» **What you need to do**: Find each line in the records below that contains the word "grass" and copy those lines out.

(Rows from an object pointing dataset)
* begin *
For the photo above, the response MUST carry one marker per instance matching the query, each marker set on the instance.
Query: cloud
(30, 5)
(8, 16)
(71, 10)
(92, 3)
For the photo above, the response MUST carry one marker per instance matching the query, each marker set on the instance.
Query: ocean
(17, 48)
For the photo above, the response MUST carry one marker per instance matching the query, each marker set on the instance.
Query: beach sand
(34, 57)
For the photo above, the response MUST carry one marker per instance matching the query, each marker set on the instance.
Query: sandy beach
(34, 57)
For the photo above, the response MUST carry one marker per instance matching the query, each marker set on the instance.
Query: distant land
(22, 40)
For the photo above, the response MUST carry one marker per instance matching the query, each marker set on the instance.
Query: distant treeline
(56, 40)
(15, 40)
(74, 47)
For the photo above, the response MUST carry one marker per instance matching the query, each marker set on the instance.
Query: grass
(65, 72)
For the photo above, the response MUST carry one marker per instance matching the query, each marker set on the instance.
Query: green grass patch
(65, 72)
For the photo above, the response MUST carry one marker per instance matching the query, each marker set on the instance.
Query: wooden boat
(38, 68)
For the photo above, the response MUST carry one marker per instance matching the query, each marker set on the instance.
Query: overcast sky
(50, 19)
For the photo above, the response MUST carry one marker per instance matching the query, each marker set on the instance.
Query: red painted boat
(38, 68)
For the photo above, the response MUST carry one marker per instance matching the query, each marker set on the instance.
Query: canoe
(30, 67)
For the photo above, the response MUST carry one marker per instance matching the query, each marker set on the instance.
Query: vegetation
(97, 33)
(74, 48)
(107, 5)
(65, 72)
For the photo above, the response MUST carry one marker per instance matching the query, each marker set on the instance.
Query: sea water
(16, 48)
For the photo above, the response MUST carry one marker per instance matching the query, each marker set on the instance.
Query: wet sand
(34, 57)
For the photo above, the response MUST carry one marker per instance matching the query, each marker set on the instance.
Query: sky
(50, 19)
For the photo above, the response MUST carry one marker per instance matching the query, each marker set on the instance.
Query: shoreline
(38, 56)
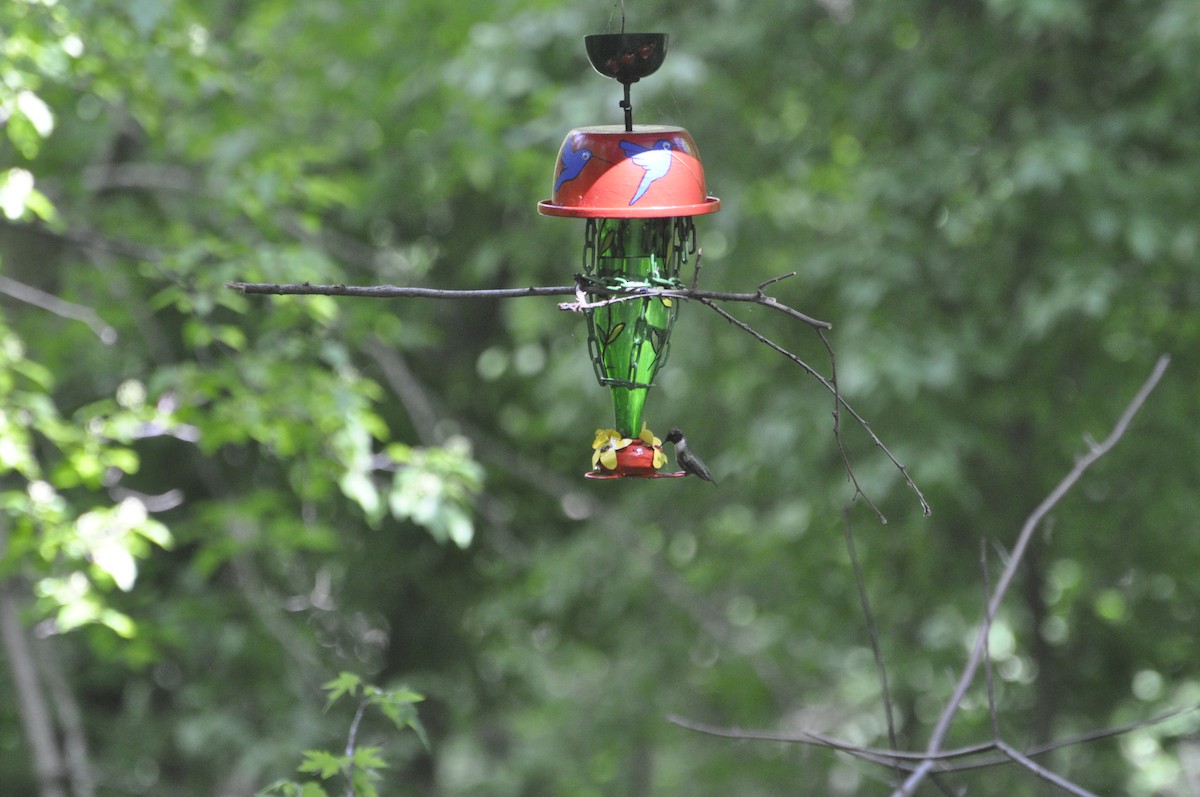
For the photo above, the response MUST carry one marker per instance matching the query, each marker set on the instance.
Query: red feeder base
(635, 461)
* end *
» **Reply to the task**:
Query: grass
Query: green grass patch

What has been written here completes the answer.